**WHAT YOU WILL DO:** Copy the rows below word for word, omitting the pictures.

------

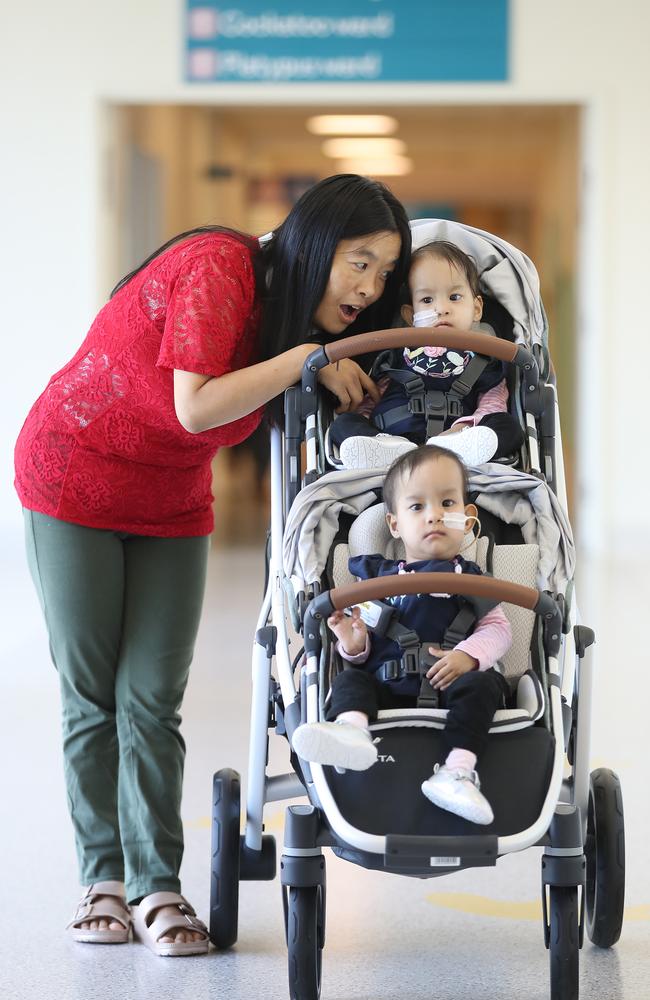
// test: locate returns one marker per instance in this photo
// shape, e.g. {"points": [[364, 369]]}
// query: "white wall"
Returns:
{"points": [[61, 62]]}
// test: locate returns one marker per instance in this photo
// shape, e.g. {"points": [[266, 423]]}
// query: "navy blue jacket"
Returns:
{"points": [[437, 372], [428, 615]]}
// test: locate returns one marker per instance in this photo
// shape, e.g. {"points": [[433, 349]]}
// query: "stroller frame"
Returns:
{"points": [[581, 814]]}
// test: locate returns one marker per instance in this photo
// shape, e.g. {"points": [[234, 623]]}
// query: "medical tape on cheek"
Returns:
{"points": [[456, 521], [426, 317]]}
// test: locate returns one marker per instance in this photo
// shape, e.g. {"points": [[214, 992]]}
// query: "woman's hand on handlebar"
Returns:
{"points": [[349, 383]]}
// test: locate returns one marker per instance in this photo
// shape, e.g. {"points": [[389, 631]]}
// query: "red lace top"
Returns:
{"points": [[102, 446]]}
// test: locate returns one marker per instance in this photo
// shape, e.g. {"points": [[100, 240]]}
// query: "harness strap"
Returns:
{"points": [[435, 406]]}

------

**ANSWER FOR THE TASK:**
// test: locate returns one marker per instance in this photo
// shape, e.g. {"points": [[364, 369]]}
// query: "white wall"
Returns:
{"points": [[61, 62]]}
// test: locate returns one marker per instance in this photo
// shape, e.g. {"points": [[266, 423]]}
// query: "navy blue jacket"
Returns:
{"points": [[437, 372], [428, 615]]}
// test: locate returns one marker per instance in this photo
// shape, e.g. {"points": [[433, 349]]}
// query: "stroller frame"
Returns:
{"points": [[581, 814]]}
// test: locate returns one marker per instance in this photo
// shape, e.g. {"points": [[234, 623]]}
// query: "medical tape on cheek"
Returns:
{"points": [[456, 521], [426, 317]]}
// test: locate returns one marker per instance in this photo
// shape, e.g. {"points": [[214, 992]]}
// query: "woman's hand on handlebar"
Returns:
{"points": [[349, 383]]}
// test: locate returns one marker per instance in this photo
// shape, e.g. {"points": [[389, 631]]}
// query: "red lace top"
Returns:
{"points": [[102, 446]]}
// test: locate returns one marker per instance in this photo
// shape, e.g. {"points": [[100, 240]]}
// query: "harness strap"
Returns:
{"points": [[435, 406]]}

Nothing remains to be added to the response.